→ PASSAGE PROVIDED:
------------------------------

To help people understand what our news about our adoption process means, we’ve put together a quick explainer of what the major steps in the process are, along with a rough idea of when we think we’ll complete them. Unfortunately, the adoption process is filled with a lot of uncertainty on timelines, so it’s hard to be exact. These dates are just average projections for what happens for most families; our specific case could happen more quickly or more slowly. We will keep this timeline up to date as we progress through, indicating steps we’ve completed with a green dot on the timeline and a ✔ next to the step’s title.
Adopting kids is expensive; we determined we would need about $50,000 in savings to adopt a child. Because we can be chosen at any time after we apply, and we need to wire the money within two days of being chosen, we felt we couldn’t start the process until we had the money in hand.
Once we have the money to adopt, we need to make some decisions. We need to finalise our choices about what agency we’ll use, we need to figure out our answers to their adoption questionnaire, and we need to do our research to understand what our choices mean.
Now that we’ve chosen to adopt through American Adoptions, we need to fill out paperwork and pay a fee to apply to their program.
We’re now in the “preliminary process”, and need to do all the prep work for adoption. That involves completing a home study, filling out an Adoption Planning Questionnaire, and putting together print, online, and video profiles.
The home study is a legal requirement for adoptive families, and is meant to ensure that children are placed in safe and stable homes. It consists of hiring a social worker to interview us, review some documents, visit our home, and run background checks on us. This should take a couple weeks, reportedly.

------------------------------

→ THE TASKS:
A. According to the adoption timeline passage, how much money in savings did the family decide they would need to adopt a child?
B. Continue the adoption timeline passage, picking up after its final sentence.

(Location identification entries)
------------------------------

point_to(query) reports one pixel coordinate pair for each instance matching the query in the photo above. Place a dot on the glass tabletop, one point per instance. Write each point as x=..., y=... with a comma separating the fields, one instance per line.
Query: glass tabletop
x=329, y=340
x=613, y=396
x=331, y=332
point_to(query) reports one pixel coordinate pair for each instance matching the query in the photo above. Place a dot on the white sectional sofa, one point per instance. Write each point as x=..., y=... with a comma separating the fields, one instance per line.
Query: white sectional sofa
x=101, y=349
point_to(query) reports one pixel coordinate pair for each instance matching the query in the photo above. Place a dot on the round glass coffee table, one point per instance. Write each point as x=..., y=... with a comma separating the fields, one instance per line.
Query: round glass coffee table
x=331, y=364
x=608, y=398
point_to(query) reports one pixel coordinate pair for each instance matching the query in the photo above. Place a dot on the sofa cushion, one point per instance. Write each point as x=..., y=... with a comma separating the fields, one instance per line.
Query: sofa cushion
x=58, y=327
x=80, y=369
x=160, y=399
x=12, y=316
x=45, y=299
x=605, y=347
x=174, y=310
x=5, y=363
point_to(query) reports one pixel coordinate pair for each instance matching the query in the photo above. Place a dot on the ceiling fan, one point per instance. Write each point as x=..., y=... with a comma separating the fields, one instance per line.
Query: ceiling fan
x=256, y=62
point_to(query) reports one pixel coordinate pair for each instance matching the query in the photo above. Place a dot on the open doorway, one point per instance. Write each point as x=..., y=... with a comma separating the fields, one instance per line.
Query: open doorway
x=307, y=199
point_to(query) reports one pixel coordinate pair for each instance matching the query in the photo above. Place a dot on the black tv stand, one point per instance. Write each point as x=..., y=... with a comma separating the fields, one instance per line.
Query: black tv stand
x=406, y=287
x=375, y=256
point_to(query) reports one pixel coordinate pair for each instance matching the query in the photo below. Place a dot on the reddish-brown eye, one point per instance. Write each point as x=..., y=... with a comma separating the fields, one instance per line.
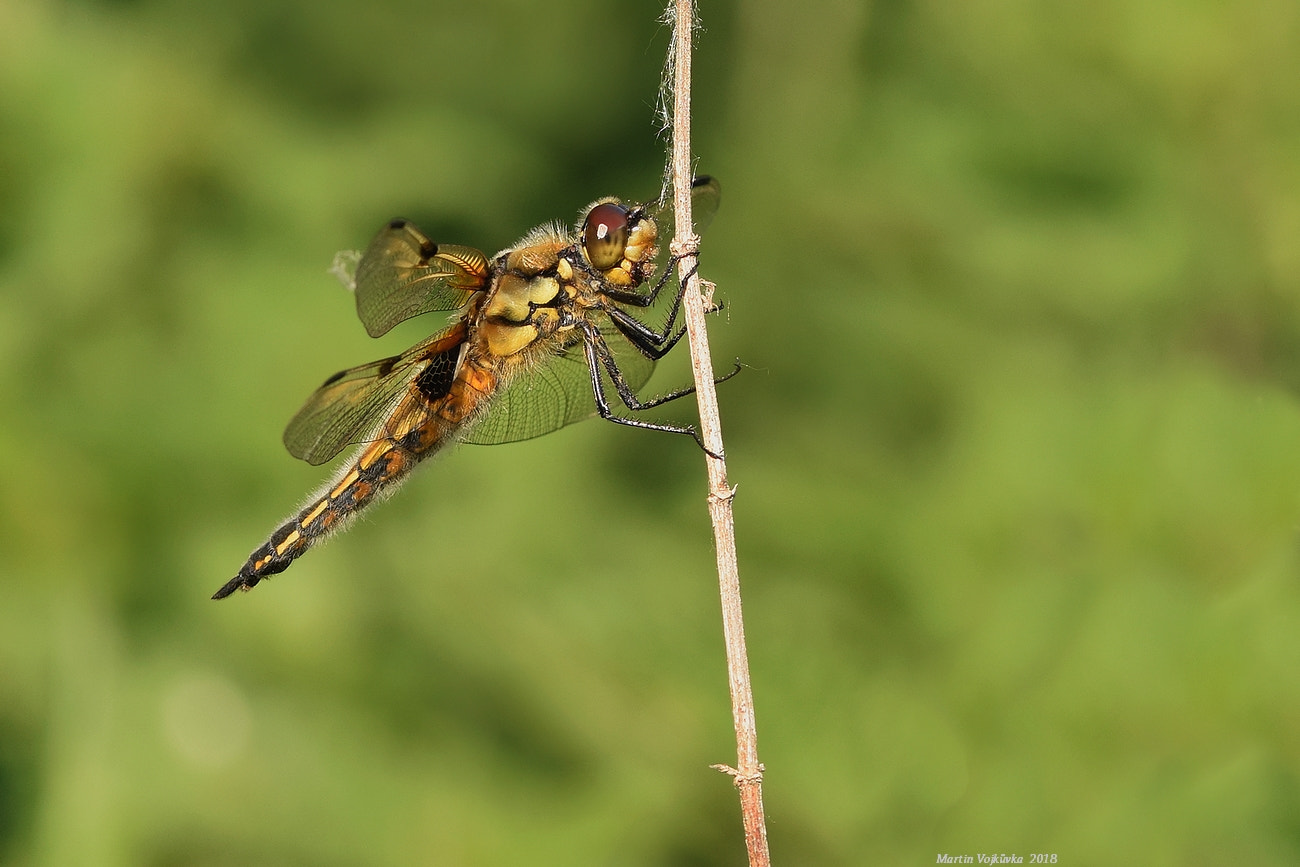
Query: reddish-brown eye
x=605, y=234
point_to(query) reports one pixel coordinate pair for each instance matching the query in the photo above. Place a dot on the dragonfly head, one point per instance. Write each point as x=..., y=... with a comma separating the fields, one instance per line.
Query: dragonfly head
x=619, y=238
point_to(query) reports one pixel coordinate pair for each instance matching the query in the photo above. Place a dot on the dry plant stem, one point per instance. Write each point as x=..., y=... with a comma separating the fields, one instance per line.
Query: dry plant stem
x=748, y=771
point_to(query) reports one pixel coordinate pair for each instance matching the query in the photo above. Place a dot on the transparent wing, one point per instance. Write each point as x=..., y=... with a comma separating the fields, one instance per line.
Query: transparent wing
x=352, y=402
x=403, y=273
x=555, y=394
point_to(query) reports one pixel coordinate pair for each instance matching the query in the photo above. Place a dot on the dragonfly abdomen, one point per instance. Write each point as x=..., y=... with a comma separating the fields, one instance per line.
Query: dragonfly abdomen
x=375, y=473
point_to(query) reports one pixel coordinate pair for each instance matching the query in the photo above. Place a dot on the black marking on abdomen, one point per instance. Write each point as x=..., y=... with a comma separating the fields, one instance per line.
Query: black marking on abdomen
x=436, y=380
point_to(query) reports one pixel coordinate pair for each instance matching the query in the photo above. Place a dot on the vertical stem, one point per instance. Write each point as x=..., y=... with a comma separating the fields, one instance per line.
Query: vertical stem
x=748, y=771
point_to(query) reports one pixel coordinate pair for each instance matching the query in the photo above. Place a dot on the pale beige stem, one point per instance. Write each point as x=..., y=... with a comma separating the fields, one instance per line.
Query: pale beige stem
x=748, y=771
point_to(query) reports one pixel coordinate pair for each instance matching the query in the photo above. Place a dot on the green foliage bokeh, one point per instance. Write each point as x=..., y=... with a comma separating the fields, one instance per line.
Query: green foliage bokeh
x=1017, y=447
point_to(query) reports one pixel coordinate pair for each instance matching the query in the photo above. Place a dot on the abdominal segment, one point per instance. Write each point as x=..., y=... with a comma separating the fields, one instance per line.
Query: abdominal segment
x=376, y=472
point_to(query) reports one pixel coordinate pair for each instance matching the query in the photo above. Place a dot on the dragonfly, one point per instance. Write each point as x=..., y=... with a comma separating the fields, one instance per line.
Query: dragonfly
x=541, y=333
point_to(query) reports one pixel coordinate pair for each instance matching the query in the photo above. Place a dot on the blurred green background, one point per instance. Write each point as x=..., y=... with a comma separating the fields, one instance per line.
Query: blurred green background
x=1018, y=450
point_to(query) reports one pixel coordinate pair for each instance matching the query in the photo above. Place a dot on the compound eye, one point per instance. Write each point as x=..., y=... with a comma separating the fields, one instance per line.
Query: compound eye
x=605, y=235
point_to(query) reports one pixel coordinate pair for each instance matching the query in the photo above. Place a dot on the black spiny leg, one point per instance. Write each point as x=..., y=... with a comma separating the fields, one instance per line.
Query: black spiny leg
x=598, y=358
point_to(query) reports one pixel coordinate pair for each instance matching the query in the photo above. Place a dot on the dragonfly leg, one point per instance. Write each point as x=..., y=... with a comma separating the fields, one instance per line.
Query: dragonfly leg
x=598, y=358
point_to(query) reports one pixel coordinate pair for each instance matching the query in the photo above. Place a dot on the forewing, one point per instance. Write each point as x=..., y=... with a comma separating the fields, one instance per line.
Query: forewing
x=351, y=403
x=558, y=393
x=403, y=274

------------------------------

→ ANSWERS TO THE PROBLEMS:
A. About $50,000.

B.
The Adoption Planning Questionnaire is a document we give the adoption agency that indicates things like our budget for adoption, the constraints we have for children we’ll adopt, and other open-ended questions about what our expectations and priorities are.
The print, online, and video profiles are to help birth mothers select us as adoptive parents. The agency will not be matching us to a child; they will be presenting us as a potential adoptive family for a birth mother to pick from, but it is ultimately up to the birth mother to decide what family adopts their child. These profiles are our way of telling the birth mothers about ourselves and our family, and letting them get to know us.
We’ve done everything we can, now we just need to wait for a birth mother to select our profiles. There’s no way to know how long this will take; it could happen the day we finish the preliminary process and become an active family, or it could never happen (though it gets more likely the longer we wait). We have been led to expect this to take anywhere from one to nine months.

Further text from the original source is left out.